• Your task: Write out the listing exactly as it is given.

(Rows from a pointing dataset)
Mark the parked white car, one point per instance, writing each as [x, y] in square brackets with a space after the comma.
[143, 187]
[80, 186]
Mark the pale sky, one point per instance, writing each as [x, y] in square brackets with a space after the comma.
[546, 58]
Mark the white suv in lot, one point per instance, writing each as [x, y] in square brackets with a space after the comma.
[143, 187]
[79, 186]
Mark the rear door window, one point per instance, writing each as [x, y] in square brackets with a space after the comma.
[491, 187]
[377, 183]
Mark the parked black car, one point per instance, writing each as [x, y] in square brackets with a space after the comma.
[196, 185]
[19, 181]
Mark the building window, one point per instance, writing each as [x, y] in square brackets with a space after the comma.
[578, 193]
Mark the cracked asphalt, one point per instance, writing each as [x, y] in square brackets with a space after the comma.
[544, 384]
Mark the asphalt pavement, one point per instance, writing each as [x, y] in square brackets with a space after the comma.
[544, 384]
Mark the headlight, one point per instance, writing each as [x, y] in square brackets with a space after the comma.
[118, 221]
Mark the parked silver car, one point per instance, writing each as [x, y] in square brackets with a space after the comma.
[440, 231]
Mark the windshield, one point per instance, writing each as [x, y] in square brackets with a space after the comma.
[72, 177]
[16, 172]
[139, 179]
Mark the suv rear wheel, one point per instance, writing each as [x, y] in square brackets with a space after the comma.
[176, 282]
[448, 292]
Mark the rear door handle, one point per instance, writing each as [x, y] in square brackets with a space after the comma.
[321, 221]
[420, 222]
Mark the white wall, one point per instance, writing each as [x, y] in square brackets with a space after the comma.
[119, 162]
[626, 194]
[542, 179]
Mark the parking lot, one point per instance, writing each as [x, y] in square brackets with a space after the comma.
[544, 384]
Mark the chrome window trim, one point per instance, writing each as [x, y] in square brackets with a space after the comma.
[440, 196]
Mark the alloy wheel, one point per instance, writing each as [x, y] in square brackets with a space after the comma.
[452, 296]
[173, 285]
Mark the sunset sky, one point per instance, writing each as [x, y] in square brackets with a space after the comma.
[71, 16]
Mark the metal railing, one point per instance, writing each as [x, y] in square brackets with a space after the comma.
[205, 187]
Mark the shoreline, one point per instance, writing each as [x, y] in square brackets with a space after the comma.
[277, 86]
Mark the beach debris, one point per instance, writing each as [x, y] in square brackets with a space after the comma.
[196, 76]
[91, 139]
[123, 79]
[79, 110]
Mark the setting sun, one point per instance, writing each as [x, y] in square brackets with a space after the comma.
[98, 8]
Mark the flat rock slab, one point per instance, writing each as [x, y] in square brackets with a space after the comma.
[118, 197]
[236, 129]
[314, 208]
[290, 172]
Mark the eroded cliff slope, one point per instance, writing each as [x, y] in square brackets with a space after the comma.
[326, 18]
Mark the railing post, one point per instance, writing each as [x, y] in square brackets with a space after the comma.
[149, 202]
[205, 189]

• Response to the task:
Mark the parked white car, one point per instance, writing each as [x, y] in square brackets with a space after the comma.
[143, 187]
[80, 186]
Mark the pale sky, one point per instance, writing each as [x, y] in square brackets with a space after the comma.
[546, 58]
Mark the white suv in lot, one point per instance, writing each as [x, y] in square brackets with a space after the comma.
[143, 187]
[79, 186]
Mark the rear door window, one point per instance, writing each as [x, y] in square brackets with a space after the comma.
[491, 187]
[377, 183]
Mark the parked black car, one point per instance, writing each as [x, y] in square brackets with a space after the comma.
[196, 185]
[19, 181]
Mark the building window, one point per instance, writing each as [x, y] in square brackets with a space after the comma.
[578, 193]
Mark the cracked asphalt, one point per instance, writing each as [x, y] in square brackets with a space after the comma.
[544, 384]
Mark the asphalt pavement, one point per instance, writing each as [x, y] in square brackets with a space after the comma.
[544, 384]
Mark the headlight, one point per instance, writing each as [x, y] in square brackets with a space after the comma.
[118, 221]
Mark the parked silver car, one point per instance, writing each as [x, y] in square brackets with a space after the comma.
[440, 231]
Mark the windshield, one point per instance, writing each as [x, y] in square brackets with a space after the comma.
[72, 177]
[16, 172]
[139, 179]
Mark the suv rear wheel, one point per instance, writing each as [x, y] in square brackets with a space after the comma.
[176, 282]
[448, 292]
Mark the rear door handle, one point per instance, writing each as [x, y] in square brackets with a space after the comma.
[321, 221]
[420, 222]
Mark the white wall, one point per instance, writing each as [x, y] in square brackets with a space after the comma.
[119, 162]
[626, 194]
[542, 179]
Mark the parking lot, one point per instance, writing each as [x, y] in square brackets with a space after the comma.
[544, 384]
Mark the chrome window trim, one point per instance, writing each as [x, y] in square brackets with a space after the comma.
[440, 196]
Mark the alloy wheel, one point per instance, writing each as [x, y] in square brackets with a space after the comma.
[452, 296]
[173, 285]
Mark the sunset sky, one point per instance, writing each as [x, y] in square brackets with a space after the comma.
[71, 16]
Mark the metal railing, one point per instance, writing each as [x, y] in square brackets with a space after the comma.
[205, 187]
Mark the shoreline, one point per instance, writing each as [x, y] in square brackets with a space after the comma.
[277, 86]
Mark the beach debris, one point per instance, writing each as [x, y] in square brackets with a space after the comma.
[196, 76]
[91, 139]
[123, 79]
[79, 110]
Mark the setting sun, one point per instance, writing each as [x, y] in square brackets with a space after the comma.
[98, 8]
Mark the flat rock slab, one point per instance, writing each as [x, y] in square brackets with a space after the comma.
[118, 197]
[236, 129]
[314, 208]
[290, 172]
Mark the eroded cliff slope, one point per instance, writing each as [x, y] in square brackets with a space after the comma.
[326, 18]
Mark the railing post, one point per instance, writing each as [x, y] in square brackets with a space after the comma.
[149, 202]
[205, 189]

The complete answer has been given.